*Required work:*
Substitute "coarse mask" for "rough mask" in every one of the rows below, reproducing all other text unchanged and omitting the pictures.

*Given records:*

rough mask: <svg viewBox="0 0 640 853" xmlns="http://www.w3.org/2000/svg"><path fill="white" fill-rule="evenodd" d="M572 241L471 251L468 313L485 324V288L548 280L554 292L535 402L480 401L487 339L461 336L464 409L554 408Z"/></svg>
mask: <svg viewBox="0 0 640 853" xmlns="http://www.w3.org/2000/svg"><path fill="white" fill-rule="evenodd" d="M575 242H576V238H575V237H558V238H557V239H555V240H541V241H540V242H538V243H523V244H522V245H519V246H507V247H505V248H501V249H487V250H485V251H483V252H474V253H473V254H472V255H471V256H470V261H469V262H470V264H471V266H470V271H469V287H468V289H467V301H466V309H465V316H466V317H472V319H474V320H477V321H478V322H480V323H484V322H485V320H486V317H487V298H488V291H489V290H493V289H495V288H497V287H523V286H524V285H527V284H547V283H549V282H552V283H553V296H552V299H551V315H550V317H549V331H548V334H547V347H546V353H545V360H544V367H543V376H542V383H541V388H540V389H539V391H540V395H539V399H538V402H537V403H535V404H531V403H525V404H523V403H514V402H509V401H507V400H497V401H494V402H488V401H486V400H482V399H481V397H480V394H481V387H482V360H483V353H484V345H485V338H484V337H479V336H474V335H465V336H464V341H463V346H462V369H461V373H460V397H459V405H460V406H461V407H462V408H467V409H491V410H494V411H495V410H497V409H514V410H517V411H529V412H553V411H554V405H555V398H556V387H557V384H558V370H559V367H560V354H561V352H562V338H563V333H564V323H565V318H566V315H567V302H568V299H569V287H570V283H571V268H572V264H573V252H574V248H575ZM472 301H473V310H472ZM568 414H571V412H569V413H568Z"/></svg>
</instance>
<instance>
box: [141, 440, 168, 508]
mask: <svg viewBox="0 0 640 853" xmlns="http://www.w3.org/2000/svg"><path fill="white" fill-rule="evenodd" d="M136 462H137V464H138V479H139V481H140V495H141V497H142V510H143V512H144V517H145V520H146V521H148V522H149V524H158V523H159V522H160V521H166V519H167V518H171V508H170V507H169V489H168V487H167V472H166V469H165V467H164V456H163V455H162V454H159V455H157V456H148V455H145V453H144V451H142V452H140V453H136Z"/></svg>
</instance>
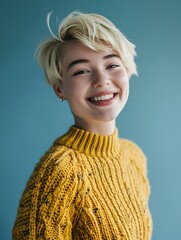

*Result below:*
coarse mask: <svg viewBox="0 0 640 853" xmlns="http://www.w3.org/2000/svg"><path fill="white" fill-rule="evenodd" d="M572 241L471 251L468 313L485 324V288L548 280L554 292L535 402L480 401L487 339L461 336L464 409L554 408Z"/></svg>
mask: <svg viewBox="0 0 640 853" xmlns="http://www.w3.org/2000/svg"><path fill="white" fill-rule="evenodd" d="M575 242H576V238H575V237H558V238H557V239H555V240H541V241H540V242H538V243H523V244H522V245H519V246H507V247H505V248H501V249H487V250H485V251H483V252H474V253H473V254H472V255H471V256H470V261H469V262H470V264H471V266H470V271H469V287H468V289H467V301H466V309H465V316H466V317H472V319H474V320H477V321H478V322H480V323H484V322H485V320H486V317H487V298H488V291H489V290H493V289H495V288H497V287H523V286H524V285H527V284H547V283H549V282H552V283H553V296H552V299H551V315H550V317H549V331H548V334H547V347H546V353H545V360H544V367H543V376H542V383H541V388H540V389H539V391H540V395H539V399H538V402H537V403H535V404H531V403H525V404H523V403H514V402H509V401H507V400H497V401H494V402H488V401H486V400H482V399H481V397H480V394H481V387H482V360H483V353H484V345H485V338H484V337H479V336H474V335H465V336H464V341H463V346H462V369H461V373H460V397H459V405H460V406H461V407H462V408H467V409H491V410H494V411H495V410H497V409H514V410H517V411H529V412H553V411H554V405H555V398H556V387H557V384H558V370H559V367H560V354H561V352H562V338H563V333H564V323H565V318H566V315H567V302H568V299H569V287H570V283H571V268H572V264H573V252H574V248H575ZM472 301H473V310H472ZM568 414H571V412H569V413H568Z"/></svg>
</instance>
<instance>
box: [141, 440, 168, 508]
mask: <svg viewBox="0 0 640 853" xmlns="http://www.w3.org/2000/svg"><path fill="white" fill-rule="evenodd" d="M136 462H137V464H138V479H139V481H140V495H141V497H142V510H143V512H144V517H145V520H146V521H148V522H149V524H158V523H159V522H160V521H166V519H167V518H171V508H170V507H169V489H168V487H167V472H166V469H165V467H164V456H163V455H162V454H159V455H157V456H148V455H145V453H144V451H142V452H140V453H136Z"/></svg>
</instance>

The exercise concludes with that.